-------- Texto fornecido
Acórdão nº 03333/09 de Tribunal Central Administrativo Sul, 16 de Março de 2010

Magistrado ResponsávelEUGÉNIO SEQUEIRA
Data da Resolução16 de Março de 2010
EmissorTribunal Central Administrativo Sul

Acordam, em conferência, na Secção de Contencioso Tributário (2.ª Secção) do Tribunal Central Administrativo Sul: A. O Relatório.

  1. O Exmo Subdirector-Geral dos Impostos (SDGI), dizendo-se inconformado com a sentença proferida pela M. Juiz do Tribunal Tributário de Lisboa - 2.ª Unidade Orgânica - que julgou procedente a acção administrativa especial deduzida por A...e & Kg, veio da mesma recorrer para este Tribunal formulando para tanto nas suas alegações as seguintes conclusões e que na íntegra se reproduzem: A) A, aliás, douta sentença recorrida incorreu em excesso de pronúncia, o que a inquina no vício de nulidade, nos termos da al. d) do n° 1 do art. 668° do CPC, bem como, fez uma incorrecta interpretação e aplicação da lei aos factos, não se podendo, pois, manter.
----------------
-------- Extrato de dados
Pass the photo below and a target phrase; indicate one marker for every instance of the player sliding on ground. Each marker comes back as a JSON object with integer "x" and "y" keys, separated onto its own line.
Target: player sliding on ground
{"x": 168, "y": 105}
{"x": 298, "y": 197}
----------------
Com base no acórdão, explique em uma a três frases por que motivo, segundo o recorrente, a sentença do Tribunal Tributário de Lisboa não se pode manter.

▶ Resposta esperada
Segundo o Subdirector-Geral dos Impostos, a sentença incorreu em excesso de pronúncia, o que a torna nula nos termos da alínea d) do n.º 1 do artigo 668.º do CPC. Além disso, fez uma incorrecta interpretação e aplicação da lei aos factos.